Supplied material below:
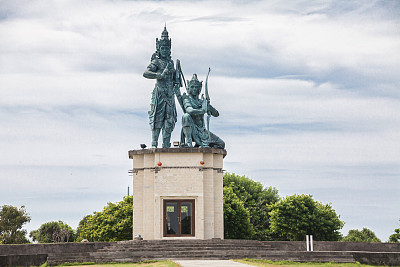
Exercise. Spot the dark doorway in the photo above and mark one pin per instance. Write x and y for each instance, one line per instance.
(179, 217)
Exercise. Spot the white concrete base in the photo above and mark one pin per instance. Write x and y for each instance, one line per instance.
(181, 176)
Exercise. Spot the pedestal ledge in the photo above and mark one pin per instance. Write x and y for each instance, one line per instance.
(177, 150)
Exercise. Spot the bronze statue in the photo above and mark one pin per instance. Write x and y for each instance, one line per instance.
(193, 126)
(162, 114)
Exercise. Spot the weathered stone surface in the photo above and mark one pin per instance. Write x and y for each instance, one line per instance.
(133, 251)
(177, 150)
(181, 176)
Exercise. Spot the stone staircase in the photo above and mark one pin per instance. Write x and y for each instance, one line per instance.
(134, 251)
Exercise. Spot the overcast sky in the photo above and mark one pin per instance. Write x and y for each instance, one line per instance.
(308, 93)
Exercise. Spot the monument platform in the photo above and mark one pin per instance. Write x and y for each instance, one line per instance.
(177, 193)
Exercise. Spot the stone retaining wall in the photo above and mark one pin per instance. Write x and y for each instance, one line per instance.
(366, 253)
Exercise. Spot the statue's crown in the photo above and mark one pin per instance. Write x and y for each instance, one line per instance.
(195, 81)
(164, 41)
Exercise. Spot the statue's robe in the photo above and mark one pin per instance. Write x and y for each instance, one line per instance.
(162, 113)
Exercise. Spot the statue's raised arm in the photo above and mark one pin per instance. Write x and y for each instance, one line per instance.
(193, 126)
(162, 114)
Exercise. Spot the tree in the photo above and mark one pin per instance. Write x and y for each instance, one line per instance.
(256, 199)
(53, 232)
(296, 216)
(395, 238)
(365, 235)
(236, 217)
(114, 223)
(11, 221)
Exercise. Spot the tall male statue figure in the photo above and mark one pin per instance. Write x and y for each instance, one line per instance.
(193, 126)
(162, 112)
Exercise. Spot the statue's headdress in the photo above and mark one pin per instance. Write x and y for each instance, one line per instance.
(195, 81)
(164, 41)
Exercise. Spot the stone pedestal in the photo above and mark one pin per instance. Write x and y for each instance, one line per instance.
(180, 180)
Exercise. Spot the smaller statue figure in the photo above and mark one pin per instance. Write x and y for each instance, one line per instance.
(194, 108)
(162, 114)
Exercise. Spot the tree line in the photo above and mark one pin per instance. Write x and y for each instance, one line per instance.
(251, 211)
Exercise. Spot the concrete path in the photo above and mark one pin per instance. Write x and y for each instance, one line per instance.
End of Supplied material.
* What the task asks:
Write out all the entries again, word for word, and print no images.

* Your solution:
Exercise. Spot the dark doorway in the photo above and mark one pin per instance. Write x and y for each instance, one line per instance.
(179, 217)
Exercise. Spot the white concrete base in the photo above and mark one pin per instance. Write x and y for each instance, one line per instance.
(181, 176)
Exercise. Spot the pedestal ledge in the photo above and mark one pin per instance. Write x and y for each instance, one line per instance.
(177, 150)
Exercise. Spot the bronze statue in the photo above and mark one pin per instance. Write x and y for each instance, one line per instance.
(193, 126)
(162, 114)
Exercise. Spot the weathered stone surface in the photo above and mark one pin per instance. Write x and y for each instance, one line per instance.
(133, 251)
(177, 150)
(181, 176)
Exercise. Spot the stone staircase in the photo above and mark one pin per instance. Write x and y for each instance, one line per instance.
(134, 251)
Exercise. Spot the overcast sky in the photo above and mark one pin per instance. Write x and y for each instance, one line per instance.
(308, 93)
Exercise. Spot the monument platform in the photo above and mark one pin per instance. Write x and y for each instance, one line per instance.
(177, 193)
Exercise. Spot the stone retaining wall in the photo above and mark one pin per instance. Write x and y for each instance, one line per instance.
(366, 253)
Exercise. Spot the statue's crown in the photo above and mark one pin per instance. Write x and y for each instance, one line per instance.
(195, 81)
(164, 41)
Exercise. Spot the statue's robe in the photo above and mark one pin per instance. Write x and y for each instance, one line per instance.
(162, 113)
Exercise. Spot the statue's raised arm in the photo above and mark one pin per instance. Write x and y for each instance, one line per instance.
(193, 126)
(162, 114)
Exercise. Spot the tree in the photo above and mark one pin per instance. Write x and y for each instance, one line per instance.
(256, 199)
(53, 232)
(296, 216)
(395, 238)
(365, 235)
(236, 217)
(114, 223)
(11, 221)
Exercise. Spot the tall male statue figure in the photo above and mark one pin per instance. Write x and y for each instance, one line per instance.
(193, 126)
(162, 112)
Exercise. Spot the statue's headdress in the photo above and mark one pin per instance. Write x and y for each instance, one line per instance.
(195, 81)
(164, 41)
Exercise. Spot the stone pedestal in the photo above and mark one pin per instance. Write x and y for each instance, one line per instance.
(180, 180)
Exercise. Spot the smaller statue figure in the photo above and mark one pin per instance. Write x and y for each instance, one line per instance.
(194, 108)
(162, 114)
Exercise. Spot the tree line in the photo above and mark one pin per instance. Write x and y for each instance, one line per instance.
(251, 211)
Exercise. Spot the concrete path in the photo above and mark one pin per instance. Write x and y for each instance, one line per instance.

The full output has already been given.